> [Exercise set]:
1: In the Strandberg Boden thread below, why does the luthier friend think the rectangular pattern around the pickups might be a stain flaw? Answer in one to three sentences.
2: List every first impression of the guitar that the opening post of the Strandberg Boden thread below gives.
3: Resume the forum thread below about the new Strandberg Boden, picking up right after its final post.

# NGD - Strandberg Boden OS 7 / Red & Rosewood



## JejeLaFrite (May 18, 2015)

Hi there,

Finally received my Boden !



First impressions: 
- It weights nothing ! It's truly surprising and enjoyable
- The flamed maple top looks ok. (However we can notice a square pattern around the pickup.)
- The guitar is super comfortable to play in every position, and we almost do not notice it's a fanned fret
- Neck is really different from everything had before. Doesn't feels weird or amazing yet. Just need some time to have an opinion on it.
- The nut seem trimmed a bit coarse. The high E, high B and G string are moving by 0.5mm in there and it creates a small noise when I bend...Emailed them about it.


And now, djentlemen, pics


----------



## Musiscience (May 18, 2015)

Congrats and happy NGD! Don't know if it's just me but the pics are not showing.

Edit : They are working now, and it's beautiful! Dunno what happened


----------



## asher (May 18, 2015)

Workin for me.

Welcome to the club!


----------



## cwhitey2 (May 18, 2015)

Hngd!!


I want an OS 6 so bad!


----------



## shredwoodforest (May 18, 2015)

Congrats! One of us!


----------



## flaherz09 (May 18, 2015)

HNGD! I'm probably picking an OS 6 up on the near future, glad you are digging yours!


----------



## JejeLaFrite (May 19, 2015)

Thanks guys !


----------



## JejeLaFrite (May 19, 2015)

Btw, am I the only one to notice the rectangular pattern around the pickups ?
It's like there's been a stencil while on it while crafting.

I'll try to post other pics about it.


----------



## morbidus (May 19, 2015)

Every time I see one of these I want one more. I am unsure about some of the features but every single post states they are great after a few minutes of playing with them. Congrats!


----------



## shredwoodforest (May 19, 2015)

JejeLaFrite said:


> Btw, am I the only one to notice the rectangular pattern around the pickups ?
> It's like there's been a stencil while on it while crafting.
> 
> I'll try to post other pics about it.



I checked mine and didn't notice anything like that. I'd be interested to see yours if you could post a pic!


----------



## HighGain510 (May 19, 2015)

JejeLaFrite said:


> Btw, am I the only one to notice the rectangular pattern around the pickups ?
> It's like there's been a stencil while on it while crafting.
> 
> I'll try to post other pics about it.



I doubt it was a stencil since they're all being routed by CNC. Post pics so we can see what you're talking about, but my guess is that it might just be a coincidence with the maple top and stain around the pickup routes.


----------



## JejeLaFrite (May 20, 2015)

Here are some pics in the sun:
(I circled in green the rectangular pattern)












Might be natural, but looks surprising once you notice it. The shape is really regular. 
Could this be a sanding mistake ?


----------



## jwade (May 20, 2015)

Kind of looks like the stain didn't take quite as well there.


----------



## the.godfather (May 20, 2015)

Wow, that's definitely one of those things that once you 'see' it, you can't 'un-see' it. 

She sure does look pretty in the sun though! You got a nice dark piece of rosewood there too. The more I see them the more I really want one of these things.


----------



## JejeLaFrite (May 20, 2015)

Ok, I asked a friend of mind who's a professional luthier.
Although he only had the pictures above as reference material, he seems to think it might be a stain flaw, because if it was the wood natural layout, it couldn't be a such a perfect rectangle with clear edge, and a fully symmetric on the two half top.

> [Material provided]:
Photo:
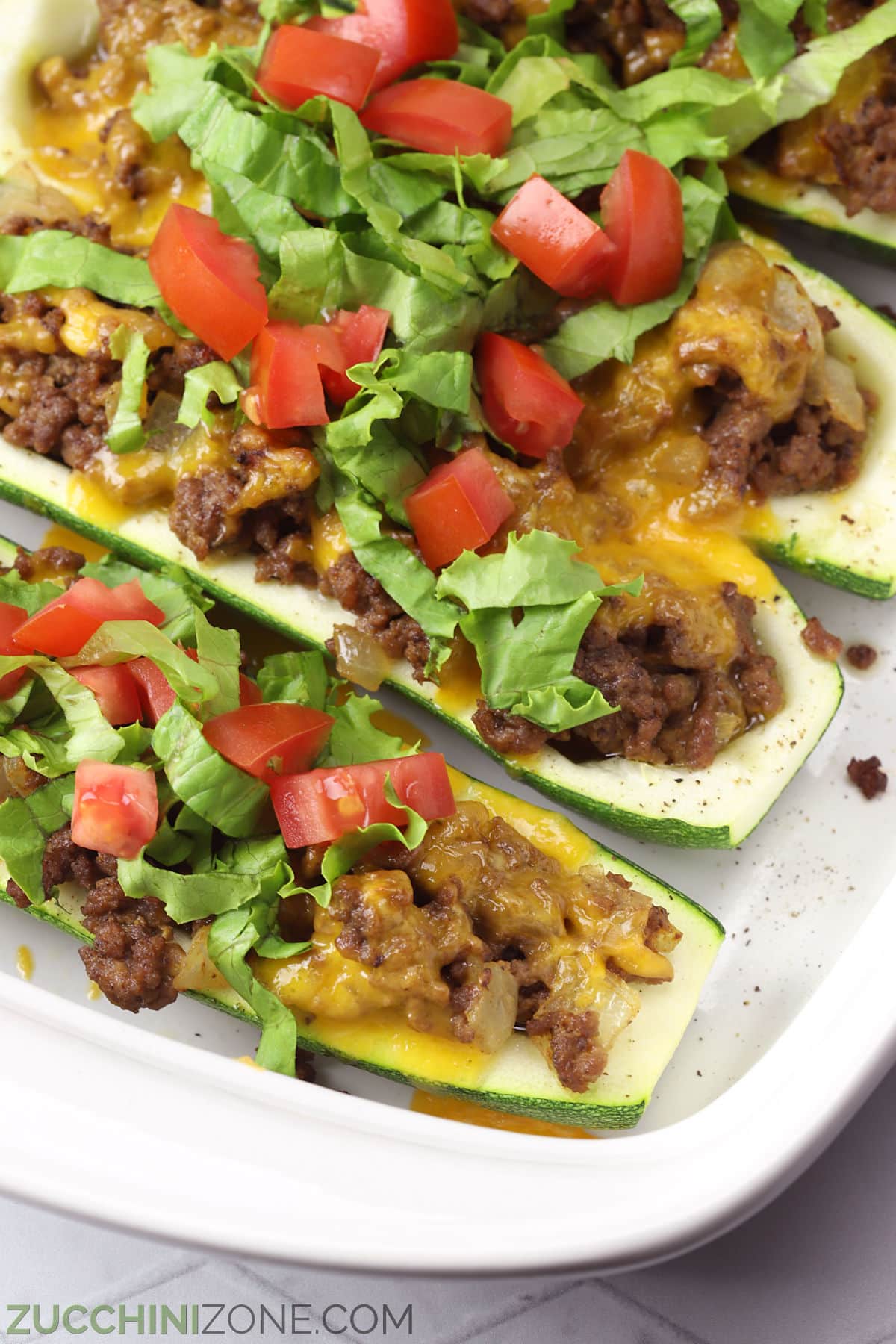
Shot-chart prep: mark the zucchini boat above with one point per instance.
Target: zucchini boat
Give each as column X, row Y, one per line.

> [Replies]:
1: The luthier suspects a stain flaw because the wood's natural layout couldn't produce such a perfect rectangle with clear edges. The pattern is also fully symmetric on the two halves of the top. He based this only on the pictures.

2:
- It weighs almost nothing, which is surprising and enjoyable.
- The flamed maple top looks OK, though a square pattern shows around the pickup.
- It is very comfortable to play in every position, and the fanned frets are barely noticeable.
- The neck is unlike anything played before; it doesn't feel weird or amazing yet and needs more time for an opinion.
- The nut seems coarsely trimmed. The high E, high B and G strings move about 0.5 mm in it and make a small noise during bends, and the maker has been emailed about it.

3:
Emailed Strandberg to see what they think about it and what they can do.

:'(


----------



## HighGain510 (May 20, 2015)

Wow, yeah that's an odd one! I double-checked mine and didn't see anything like that going on so no idea what they could have done to accomplish that.  If you feel like it's a serious flaw I'm sure they would exchange it for another one, but as someone pointed out above you got a really nice rosewood board on that one so personally I wouldn't risk it.  They won't (or at least would not previously) swap necks and bodies as they pair them up for the best fit from the factory, so my guess is the option will either be keep it or exchange it for a different body/neck entirely. Good luck either way, personally I think outside of the box rofl that thing looks great!


----------



## JejeLaFrite (May 20, 2015)

Thanks for all the feedback guys.
I was trying to convince myself it was normal but you made it clear it's not.
I tried to email them to : supportATstrandbergguitarsDOTeu but doesn't work.
"This is an automatically generated Delivery Status Notification.
Delivery to the following recipients failed."

:/


----------



## shredwoodforest (May 20, 2015)

Have you tried [email protected]? Their sales alias has been really quick to respond to my questions. Also that fretboard is really nice! I didn't go with rosewood because I'm not a fan of the lighter brown fretboards, but yours almost looks ebony wood dark.


----------



## Quiet Sheep (May 20, 2015)

You can write at infoATstrandbergguitarsDOTeu, Ola answered to me right away.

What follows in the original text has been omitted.